▶ What is expected:
State whether each of these statements agrees with the echo cancellation text, answering yes or no for each and quoting the deciding words: 1. Voice transmission is generally distributed around 500 to 1500 Hz. 2. Filtering the total band at once is more efficient than filtering each sub-band separately. 3. When the activation flag is a first value, the filters keep updating the coefficient set.

▶ Quoted passage:
--
Generally, voice transmission is subsequently distributed around 500 to 1500 Hz, and the local input #IN or audible output #OUT may comprise major distribution only at a specific sub-band. Since most of the sub-bands are less significant noises, separately filtering each sub-band is more efficient than filtering the total band at once. Additionally, the background noise #ENV may also affect filter performance, decreasing coefficient convergence rate. Thus estimation of background noise #ENV is critical. The filters 110 may adaptively utilize various step sizes for different conditions such as double talk, remote talk and local talk. A mechanism to correctly distinguish the conditions is also desirable.

BRIEF SUMMARY OF THE INVENTION

A detailed description is given in the following embodiments with reference to the accompanying drawings.

An exemplary embodiment of an echo cancellation device is provided, for use in a voice interaction device simultaneously outputting a remote signal while receiving a local signal. The local signal comprises an echo generated from the remote signal. In the echo cancellation device, a first band separator separates the remote signal by frequency to generate a plurality of remote sub-band signals, each corresponding to a sub-band. A second band separator separates the local signal by frequency to generate the same plurality of local sub-band signals, each corresponding to a sub-band. A plurality of voice activity detectors each coupled to a first band separator and a second band separator, respectively receives remote and a local sub-band signals to detect voice activity of the corresponding sub-band. A plurality of filters are individually coupled to a corresponding voice activity detector, learning a corresponding remote sub-band signal to filter a corresponding local sub-band signal, and generating a filter output of the corresponding sub-band. The learning of remote sub-band signal is dependent on a detection result of the corresponding voice activity detector. A synthesizer is coupled to the plurality of filters, mixing the filter outputs therefrom to generate an echo cancellation result.

The echo cancellation device may further comprise a controller, detecting double talk to generate a double talk flag base on the remote signal and the local signal. Voice activity detectors are coupled to the controller, each generating an activation flag based on the double talk flag, and voice activities of first and local sub-band signals. Each of the filters comprises a coefficient set recursively updated by normalized least mean square (NLMS) algorithm. If the activation flag is a first value, the filters stop updating the coefficient set.
--
▶ Record list:
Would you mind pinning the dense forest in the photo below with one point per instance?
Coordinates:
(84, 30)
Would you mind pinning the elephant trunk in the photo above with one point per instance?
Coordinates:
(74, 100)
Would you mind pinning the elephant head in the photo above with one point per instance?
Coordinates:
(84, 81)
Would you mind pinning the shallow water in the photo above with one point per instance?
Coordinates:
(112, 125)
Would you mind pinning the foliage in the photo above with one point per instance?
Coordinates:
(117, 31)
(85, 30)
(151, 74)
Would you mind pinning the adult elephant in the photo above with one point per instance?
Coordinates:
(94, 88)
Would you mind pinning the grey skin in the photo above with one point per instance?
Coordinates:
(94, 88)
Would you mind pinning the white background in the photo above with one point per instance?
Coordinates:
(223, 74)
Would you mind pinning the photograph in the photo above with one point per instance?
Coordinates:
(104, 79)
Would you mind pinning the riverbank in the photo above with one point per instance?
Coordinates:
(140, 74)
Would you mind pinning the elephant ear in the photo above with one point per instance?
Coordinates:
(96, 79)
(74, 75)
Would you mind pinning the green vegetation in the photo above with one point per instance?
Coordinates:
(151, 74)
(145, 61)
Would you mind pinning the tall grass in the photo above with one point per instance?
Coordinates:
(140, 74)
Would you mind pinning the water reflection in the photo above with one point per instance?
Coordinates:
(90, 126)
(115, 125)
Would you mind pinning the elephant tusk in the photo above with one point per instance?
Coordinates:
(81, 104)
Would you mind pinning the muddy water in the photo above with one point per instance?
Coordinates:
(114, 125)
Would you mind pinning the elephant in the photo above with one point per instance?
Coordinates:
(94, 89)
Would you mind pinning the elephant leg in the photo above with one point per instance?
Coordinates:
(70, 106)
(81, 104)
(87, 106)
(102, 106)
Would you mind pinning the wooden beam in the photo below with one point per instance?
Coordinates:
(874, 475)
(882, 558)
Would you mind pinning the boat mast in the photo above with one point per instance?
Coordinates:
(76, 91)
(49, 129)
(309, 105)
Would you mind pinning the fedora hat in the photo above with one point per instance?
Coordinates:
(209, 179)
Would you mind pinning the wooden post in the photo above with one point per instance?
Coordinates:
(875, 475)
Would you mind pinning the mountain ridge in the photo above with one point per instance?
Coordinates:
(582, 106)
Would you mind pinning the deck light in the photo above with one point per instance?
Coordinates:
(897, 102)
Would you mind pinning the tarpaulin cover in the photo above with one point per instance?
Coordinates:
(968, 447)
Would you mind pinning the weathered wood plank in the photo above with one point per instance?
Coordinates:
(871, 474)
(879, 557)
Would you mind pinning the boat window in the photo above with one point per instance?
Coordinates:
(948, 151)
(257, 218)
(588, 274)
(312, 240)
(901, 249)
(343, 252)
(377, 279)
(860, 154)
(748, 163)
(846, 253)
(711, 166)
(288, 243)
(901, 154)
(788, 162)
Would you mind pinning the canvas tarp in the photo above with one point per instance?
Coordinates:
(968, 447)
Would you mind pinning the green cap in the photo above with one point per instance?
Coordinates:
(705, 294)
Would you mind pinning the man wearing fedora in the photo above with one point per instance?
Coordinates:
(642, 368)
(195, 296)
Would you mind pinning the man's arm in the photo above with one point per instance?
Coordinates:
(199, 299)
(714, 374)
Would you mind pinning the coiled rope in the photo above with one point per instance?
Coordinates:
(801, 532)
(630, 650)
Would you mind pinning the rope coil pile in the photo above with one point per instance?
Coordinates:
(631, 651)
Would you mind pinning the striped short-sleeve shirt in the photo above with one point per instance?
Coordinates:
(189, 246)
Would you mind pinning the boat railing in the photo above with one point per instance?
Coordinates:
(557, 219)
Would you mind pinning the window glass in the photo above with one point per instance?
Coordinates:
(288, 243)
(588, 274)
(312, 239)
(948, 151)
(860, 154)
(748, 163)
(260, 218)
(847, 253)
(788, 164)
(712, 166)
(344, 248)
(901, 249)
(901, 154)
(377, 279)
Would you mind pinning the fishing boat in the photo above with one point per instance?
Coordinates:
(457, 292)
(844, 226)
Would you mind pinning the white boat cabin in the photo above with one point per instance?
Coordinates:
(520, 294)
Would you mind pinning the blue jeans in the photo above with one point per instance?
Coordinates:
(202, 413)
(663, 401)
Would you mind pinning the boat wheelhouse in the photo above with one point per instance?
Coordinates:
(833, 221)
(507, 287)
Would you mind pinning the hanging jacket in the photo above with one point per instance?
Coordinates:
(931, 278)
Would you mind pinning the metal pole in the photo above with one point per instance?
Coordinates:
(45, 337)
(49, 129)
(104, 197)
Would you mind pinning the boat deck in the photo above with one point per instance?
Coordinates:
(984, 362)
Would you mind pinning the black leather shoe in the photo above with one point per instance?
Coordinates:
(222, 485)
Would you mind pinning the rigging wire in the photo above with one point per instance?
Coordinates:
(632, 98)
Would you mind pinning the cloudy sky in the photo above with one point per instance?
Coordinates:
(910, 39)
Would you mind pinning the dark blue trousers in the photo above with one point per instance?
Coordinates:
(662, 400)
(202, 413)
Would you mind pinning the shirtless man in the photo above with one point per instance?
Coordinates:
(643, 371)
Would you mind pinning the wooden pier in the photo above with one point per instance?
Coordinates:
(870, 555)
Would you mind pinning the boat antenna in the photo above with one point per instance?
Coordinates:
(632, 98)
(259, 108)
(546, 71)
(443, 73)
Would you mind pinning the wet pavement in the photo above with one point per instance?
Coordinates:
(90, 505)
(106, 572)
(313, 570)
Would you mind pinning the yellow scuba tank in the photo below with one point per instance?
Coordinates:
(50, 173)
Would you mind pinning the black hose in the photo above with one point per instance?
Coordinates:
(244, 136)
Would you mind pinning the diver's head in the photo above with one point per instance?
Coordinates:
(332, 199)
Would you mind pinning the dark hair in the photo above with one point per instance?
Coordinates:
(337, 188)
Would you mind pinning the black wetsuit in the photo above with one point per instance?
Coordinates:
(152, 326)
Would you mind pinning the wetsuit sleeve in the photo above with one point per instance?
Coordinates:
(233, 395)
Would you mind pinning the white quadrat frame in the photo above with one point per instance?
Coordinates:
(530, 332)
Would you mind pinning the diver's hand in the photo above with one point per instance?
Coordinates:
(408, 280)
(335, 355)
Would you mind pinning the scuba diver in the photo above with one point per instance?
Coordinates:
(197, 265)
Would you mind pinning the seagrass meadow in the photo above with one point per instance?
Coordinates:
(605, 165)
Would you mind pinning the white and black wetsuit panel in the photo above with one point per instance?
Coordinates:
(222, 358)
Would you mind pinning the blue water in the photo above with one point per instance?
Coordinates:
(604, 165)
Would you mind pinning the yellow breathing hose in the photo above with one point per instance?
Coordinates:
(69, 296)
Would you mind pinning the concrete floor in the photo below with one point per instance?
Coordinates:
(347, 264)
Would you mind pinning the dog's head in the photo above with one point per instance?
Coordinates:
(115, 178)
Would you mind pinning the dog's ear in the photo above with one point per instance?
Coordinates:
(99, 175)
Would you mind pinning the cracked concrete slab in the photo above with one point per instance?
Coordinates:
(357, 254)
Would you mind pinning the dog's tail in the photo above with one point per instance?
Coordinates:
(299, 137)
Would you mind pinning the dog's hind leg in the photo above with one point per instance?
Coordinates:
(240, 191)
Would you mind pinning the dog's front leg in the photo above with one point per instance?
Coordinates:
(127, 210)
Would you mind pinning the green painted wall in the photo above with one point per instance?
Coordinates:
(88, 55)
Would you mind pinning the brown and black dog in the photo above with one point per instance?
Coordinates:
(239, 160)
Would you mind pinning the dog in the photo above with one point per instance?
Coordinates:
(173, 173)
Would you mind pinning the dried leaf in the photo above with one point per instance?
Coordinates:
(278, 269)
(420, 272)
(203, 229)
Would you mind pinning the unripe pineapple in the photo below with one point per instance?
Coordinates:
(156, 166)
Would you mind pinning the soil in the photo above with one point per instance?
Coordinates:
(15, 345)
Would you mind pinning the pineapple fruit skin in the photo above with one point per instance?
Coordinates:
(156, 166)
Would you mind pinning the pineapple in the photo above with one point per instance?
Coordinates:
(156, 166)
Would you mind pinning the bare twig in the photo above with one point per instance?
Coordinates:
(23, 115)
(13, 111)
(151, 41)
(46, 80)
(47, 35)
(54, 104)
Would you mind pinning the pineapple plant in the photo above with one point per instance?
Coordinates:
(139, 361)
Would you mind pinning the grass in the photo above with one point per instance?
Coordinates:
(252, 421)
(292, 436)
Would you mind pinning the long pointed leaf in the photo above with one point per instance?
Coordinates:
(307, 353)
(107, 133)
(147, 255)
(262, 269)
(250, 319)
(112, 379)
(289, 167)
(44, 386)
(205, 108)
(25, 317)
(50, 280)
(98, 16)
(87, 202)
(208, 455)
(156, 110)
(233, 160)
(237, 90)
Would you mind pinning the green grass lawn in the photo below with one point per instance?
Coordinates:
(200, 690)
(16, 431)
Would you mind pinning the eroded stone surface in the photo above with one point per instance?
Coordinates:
--
▶ Task answer:
1. Yes: "Generally, voice transmission is subsequently distributed around 500 to 1500 Hz"
2. No: "separately filtering each sub-band is more efficient than filtering the total band at once"
3. No: "If the activation flag is a first value, the filters stop updating the coefficient set."